Recorded information
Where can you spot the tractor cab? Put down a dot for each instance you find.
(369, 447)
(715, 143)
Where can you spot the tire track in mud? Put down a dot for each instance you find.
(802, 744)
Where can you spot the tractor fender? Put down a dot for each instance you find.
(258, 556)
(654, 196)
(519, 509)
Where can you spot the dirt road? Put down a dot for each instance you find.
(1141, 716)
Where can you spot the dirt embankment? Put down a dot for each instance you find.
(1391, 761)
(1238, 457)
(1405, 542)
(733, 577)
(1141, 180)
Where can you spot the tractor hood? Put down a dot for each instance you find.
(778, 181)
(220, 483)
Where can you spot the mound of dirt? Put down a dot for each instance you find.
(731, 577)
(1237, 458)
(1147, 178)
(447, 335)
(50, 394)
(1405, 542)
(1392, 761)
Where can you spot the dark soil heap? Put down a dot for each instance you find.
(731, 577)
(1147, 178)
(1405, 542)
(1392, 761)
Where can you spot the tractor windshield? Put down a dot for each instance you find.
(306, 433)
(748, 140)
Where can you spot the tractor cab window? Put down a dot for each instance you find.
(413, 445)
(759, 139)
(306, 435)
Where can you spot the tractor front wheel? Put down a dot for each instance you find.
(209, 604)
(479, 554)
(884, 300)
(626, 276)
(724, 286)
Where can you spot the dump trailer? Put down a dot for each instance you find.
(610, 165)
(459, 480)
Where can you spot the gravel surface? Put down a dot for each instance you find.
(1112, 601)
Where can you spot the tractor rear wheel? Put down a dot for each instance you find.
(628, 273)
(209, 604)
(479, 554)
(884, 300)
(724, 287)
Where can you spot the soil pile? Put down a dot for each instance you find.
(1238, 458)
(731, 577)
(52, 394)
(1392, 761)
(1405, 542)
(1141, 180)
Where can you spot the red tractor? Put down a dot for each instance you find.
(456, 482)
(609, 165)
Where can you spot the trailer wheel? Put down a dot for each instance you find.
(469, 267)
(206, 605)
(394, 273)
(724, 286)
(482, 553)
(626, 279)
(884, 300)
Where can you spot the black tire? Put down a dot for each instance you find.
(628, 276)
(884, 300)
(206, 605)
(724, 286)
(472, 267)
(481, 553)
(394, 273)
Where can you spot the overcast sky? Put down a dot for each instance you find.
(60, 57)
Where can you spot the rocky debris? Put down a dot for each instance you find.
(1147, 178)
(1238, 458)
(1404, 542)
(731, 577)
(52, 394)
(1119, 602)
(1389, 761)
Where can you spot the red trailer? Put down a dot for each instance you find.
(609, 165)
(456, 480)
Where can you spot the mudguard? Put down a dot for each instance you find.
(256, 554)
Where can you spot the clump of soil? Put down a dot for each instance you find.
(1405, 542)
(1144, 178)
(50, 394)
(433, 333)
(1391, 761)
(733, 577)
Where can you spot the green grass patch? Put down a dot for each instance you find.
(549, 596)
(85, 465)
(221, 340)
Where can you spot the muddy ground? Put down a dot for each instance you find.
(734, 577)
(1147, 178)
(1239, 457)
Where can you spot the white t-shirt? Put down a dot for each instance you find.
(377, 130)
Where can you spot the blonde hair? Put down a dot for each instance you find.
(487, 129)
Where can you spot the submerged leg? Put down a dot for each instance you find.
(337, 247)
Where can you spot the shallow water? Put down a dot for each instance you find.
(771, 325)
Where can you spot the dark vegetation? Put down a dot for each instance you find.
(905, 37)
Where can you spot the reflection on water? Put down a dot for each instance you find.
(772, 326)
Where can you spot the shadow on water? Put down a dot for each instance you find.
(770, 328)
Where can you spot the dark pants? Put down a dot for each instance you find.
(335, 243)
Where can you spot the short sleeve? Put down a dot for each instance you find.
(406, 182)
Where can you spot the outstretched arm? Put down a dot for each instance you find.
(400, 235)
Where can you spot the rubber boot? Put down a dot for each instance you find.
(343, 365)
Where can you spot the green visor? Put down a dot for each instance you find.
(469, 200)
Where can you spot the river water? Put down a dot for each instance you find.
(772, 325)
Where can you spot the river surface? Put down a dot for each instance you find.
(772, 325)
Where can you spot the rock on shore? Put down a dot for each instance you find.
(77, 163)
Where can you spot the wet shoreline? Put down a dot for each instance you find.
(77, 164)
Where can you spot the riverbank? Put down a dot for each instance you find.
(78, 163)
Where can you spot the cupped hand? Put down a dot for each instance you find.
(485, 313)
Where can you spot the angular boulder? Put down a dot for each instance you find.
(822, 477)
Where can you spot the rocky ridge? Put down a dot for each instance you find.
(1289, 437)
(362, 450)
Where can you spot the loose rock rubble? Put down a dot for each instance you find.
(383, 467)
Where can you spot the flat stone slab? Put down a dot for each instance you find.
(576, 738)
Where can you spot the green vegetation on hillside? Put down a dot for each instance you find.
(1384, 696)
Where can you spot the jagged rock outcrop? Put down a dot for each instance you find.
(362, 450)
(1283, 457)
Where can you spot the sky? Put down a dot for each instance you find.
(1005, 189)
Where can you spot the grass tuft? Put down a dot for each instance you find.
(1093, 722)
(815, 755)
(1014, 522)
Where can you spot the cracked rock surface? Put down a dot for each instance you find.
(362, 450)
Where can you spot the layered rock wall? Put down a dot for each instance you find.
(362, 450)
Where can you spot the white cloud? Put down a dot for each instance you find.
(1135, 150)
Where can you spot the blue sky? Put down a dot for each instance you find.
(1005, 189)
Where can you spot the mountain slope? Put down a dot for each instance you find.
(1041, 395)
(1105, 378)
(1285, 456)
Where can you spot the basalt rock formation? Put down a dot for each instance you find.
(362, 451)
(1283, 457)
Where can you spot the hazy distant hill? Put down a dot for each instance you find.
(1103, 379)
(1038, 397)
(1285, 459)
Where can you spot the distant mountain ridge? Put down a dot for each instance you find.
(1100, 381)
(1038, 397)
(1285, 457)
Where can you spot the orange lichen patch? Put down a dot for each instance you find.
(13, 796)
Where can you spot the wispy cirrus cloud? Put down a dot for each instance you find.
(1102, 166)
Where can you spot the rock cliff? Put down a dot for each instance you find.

Aim of the exercise
What you give back should be the full listing, copied exactly.

Answer to this task
Where can you spot the tractor cab? Put down a dot for each instance you find.
(369, 447)
(715, 143)
Where can you spot the tire track in mud? Put down a dot for each instance you find.
(802, 744)
Where can you spot the tractor fender? Put down a dot for each instance you find.
(258, 556)
(654, 196)
(519, 509)
Where can you spot the dirt road? Put down a dot for each instance you find.
(1141, 716)
Where can you spot the dirt embankment? Put down a dot for each instance you find.
(1391, 761)
(1238, 457)
(1405, 542)
(733, 577)
(1141, 180)
Where can you spot the tractor hood? Put down a dot for each instance you find.
(778, 181)
(220, 483)
Where can you spot the mound of dirt? Put down a dot for each instance you find.
(731, 577)
(1237, 458)
(1147, 178)
(447, 335)
(50, 394)
(1405, 542)
(1392, 761)
Where can you spot the dark soil heap? Put down a dot for each instance you find.
(731, 577)
(1147, 178)
(1405, 542)
(1392, 761)
Where can you spot the tractor windshield? Put down a dot for each instance you find.
(306, 433)
(748, 140)
Where can you spot the tractor cab window? Put down a dot for each instance you find.
(413, 445)
(759, 139)
(306, 435)
Where can you spot the tractor front wheel? Put down a dot for each instance you find.
(209, 604)
(479, 554)
(884, 300)
(626, 276)
(724, 286)
Where can you spot the dump trailer? Put down a dot for each instance you find.
(610, 165)
(459, 480)
Where can you spot the gravel surface? Put down a dot for each instance you find.
(1112, 601)
Where can you spot the tractor rear wheel? Put down a dot for each instance you find.
(628, 273)
(209, 604)
(479, 554)
(884, 300)
(724, 287)
Where can you spot the soil pile? Put down a dot for each instance you find.
(1238, 458)
(731, 577)
(52, 394)
(1392, 761)
(1405, 542)
(1141, 180)
Where can you spot the red tractor? Put down a dot for each instance you find.
(456, 482)
(609, 165)
Where can you spot the trailer wheel? Put down a dot for each instance you find.
(469, 267)
(206, 605)
(394, 273)
(724, 286)
(482, 553)
(626, 279)
(884, 300)
Where can you spot the black tire? Put down a dot for each instance you find.
(628, 276)
(884, 300)
(206, 605)
(724, 286)
(472, 267)
(481, 553)
(394, 273)
Where can you spot the overcast sky? Put down a dot for each instance you find.
(60, 57)
Where can you spot the rocky debris? Put down a dot for each instance you find.
(1147, 178)
(1238, 458)
(1404, 542)
(731, 577)
(52, 394)
(1119, 602)
(1389, 761)
Where can you spot the red trailer? Put down a dot for each instance you find.
(609, 165)
(456, 480)
Where can you spot the mudguard? Put down a dot for each instance you find.
(256, 554)
Where can you spot the clump of soil? Put down a dot for each instance you find.
(1405, 542)
(1144, 178)
(50, 394)
(433, 333)
(1391, 761)
(733, 577)
Where can you spot the green grass patch? Put down a dot for each instance you find.
(549, 596)
(85, 465)
(221, 340)
Where can you spot the muddy ground? Put down a dot for each instance you find.
(734, 577)
(1147, 178)
(1239, 457)
Where can you spot the white t-shirt? Put down a dot for each instance you find.
(377, 130)
Where can you spot the blonde hair? Put down a dot for each instance you find.
(487, 129)
Where can you spot the submerged leg? Put down a dot for each instance you find.
(337, 247)
Where can you spot the shallow water? Put down a dot for each instance you find.
(771, 325)
Where can you spot the dark vegetation? Put down a dot for each instance you find.
(905, 37)
Where can you spot the reflection on water? Put down a dot for each instance you find.
(772, 326)
Where can you spot the shadow on water? Put down a dot for each instance you find.
(770, 328)
Where can you spot the dark pants? Put down a dot for each instance you find.
(335, 243)
Where can you spot the short sleeve? Put down a dot for each instance you find.
(406, 182)
Where can you spot the outstretched arm? Put down a dot for each instance you find.
(400, 235)
Where can you spot the rubber boot? Put down a dot for each instance you find.
(343, 365)
Where can you spot the green visor? Put down a dot for each instance you find.
(469, 200)
Where can you spot the river water? Put down a dot for each instance you find.
(772, 325)
Where can you spot the river surface? Put down a dot for each instance you find.
(772, 325)
Where can you spot the rock on shore? Put down a dot for each instance you find.
(77, 163)
Where can you spot the wet shoreline? Put down a dot for each instance you find.
(77, 164)
Where can you spot the riverbank? Put down a dot for each instance you find.
(78, 163)
Where can you spot the cupped hand? Put down a dot for each instance you find.
(485, 313)
Where can you spot the angular boulder? Put down a dot for each instance you find.
(822, 477)
Where can you spot the rocky ridge? Put down a dot for each instance you find.
(1289, 437)
(362, 450)
Where can you spot the loose rock rubble? Put down a dot for each instance you find.
(383, 467)
Where can you spot the flat stone slab? Put down a dot for each instance you find.
(576, 738)
Where can you spot the green vegetation on hillside? Put down a dot for each instance you find.
(1384, 696)
Where can you spot the jagged rock outcrop? Put down a dot for each instance you find.
(362, 450)
(1283, 457)
Where can you spot the sky? Put down a dot for each instance you find.
(1005, 189)
Where can you spot the grass tuft? Put down a dot for each instance you find.
(1093, 722)
(815, 755)
(1014, 522)
Where can you spot the cracked rock surface? Put down a dot for each instance you find.
(362, 450)
Where can you spot the layered rock wall? Put down a dot for each instance you find.
(362, 450)
Where can you spot the white cloud? Put down a dot for each instance you find.
(1135, 150)
Where can you spot the blue sky? Put down a dot for each instance you find.
(1005, 189)
Where can you spot the mountain slope? Put down a dot for each instance you find.
(1041, 395)
(1105, 378)
(1285, 456)
Where can you spot the basalt rock formation? Put down a dot for each instance you find.
(362, 451)
(1283, 457)
Where can you spot the hazy distant hill? Put down a dot for each instance you find.
(1103, 379)
(1038, 397)
(1285, 459)
Where can you spot the distant mountain ridge? Put down a dot for each instance you find.
(1100, 381)
(1038, 397)
(1285, 457)
Where can you spot the orange lichen patch? Put down a dot for each instance you find.
(13, 796)
Where can you spot the wispy cirrus cloud? Put down a dot for each instance you find.
(1102, 166)
Where can you spot the rock cliff? Put down a dot for each instance you find.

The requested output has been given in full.